------ WORKING DATA ------

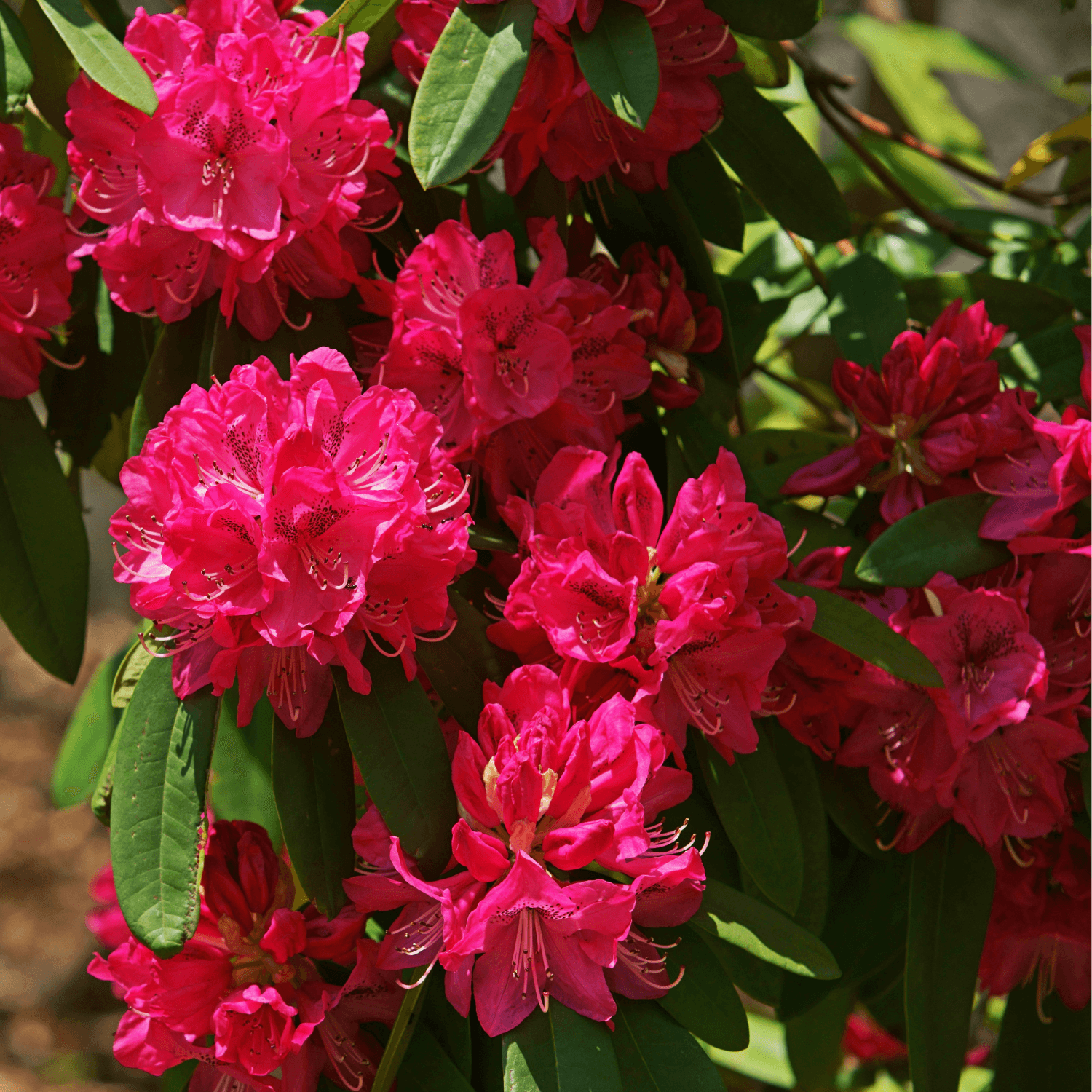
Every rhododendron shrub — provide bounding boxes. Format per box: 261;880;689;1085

------
------ WORKING DATA ------

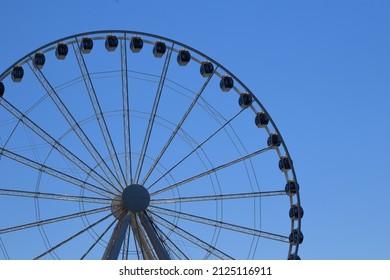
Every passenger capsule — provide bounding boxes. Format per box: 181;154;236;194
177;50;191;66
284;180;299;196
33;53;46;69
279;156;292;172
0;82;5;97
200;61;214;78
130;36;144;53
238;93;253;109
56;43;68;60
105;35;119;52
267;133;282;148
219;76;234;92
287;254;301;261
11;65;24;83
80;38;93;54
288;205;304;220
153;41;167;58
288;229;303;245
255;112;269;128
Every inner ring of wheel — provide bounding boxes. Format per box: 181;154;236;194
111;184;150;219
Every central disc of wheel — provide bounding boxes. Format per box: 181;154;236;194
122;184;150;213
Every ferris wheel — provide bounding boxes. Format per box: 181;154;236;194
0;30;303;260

------
------ WORKING DATA ------

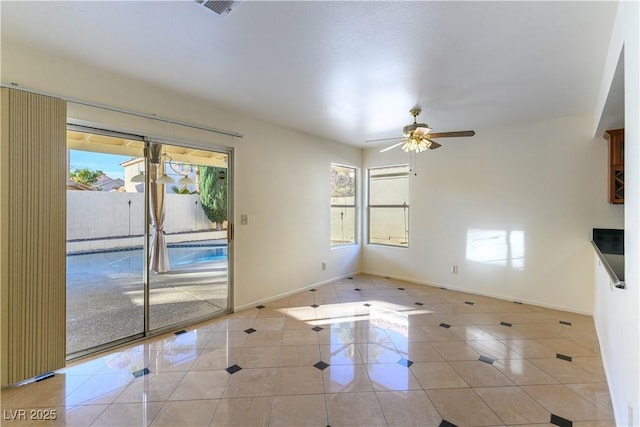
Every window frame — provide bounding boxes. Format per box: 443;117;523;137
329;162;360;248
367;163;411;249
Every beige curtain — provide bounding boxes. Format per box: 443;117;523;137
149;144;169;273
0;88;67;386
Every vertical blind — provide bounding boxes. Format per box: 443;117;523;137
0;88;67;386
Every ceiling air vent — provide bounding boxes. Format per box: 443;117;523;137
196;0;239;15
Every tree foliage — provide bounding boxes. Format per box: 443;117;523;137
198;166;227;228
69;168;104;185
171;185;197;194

------

Reproduce the items between the line holding "Every central disc" and the line holding "122;184;150;213", inclusive.

Every central disc of wheel — provide bounding boxes. Format per box: 181;154;236;194
122;184;150;213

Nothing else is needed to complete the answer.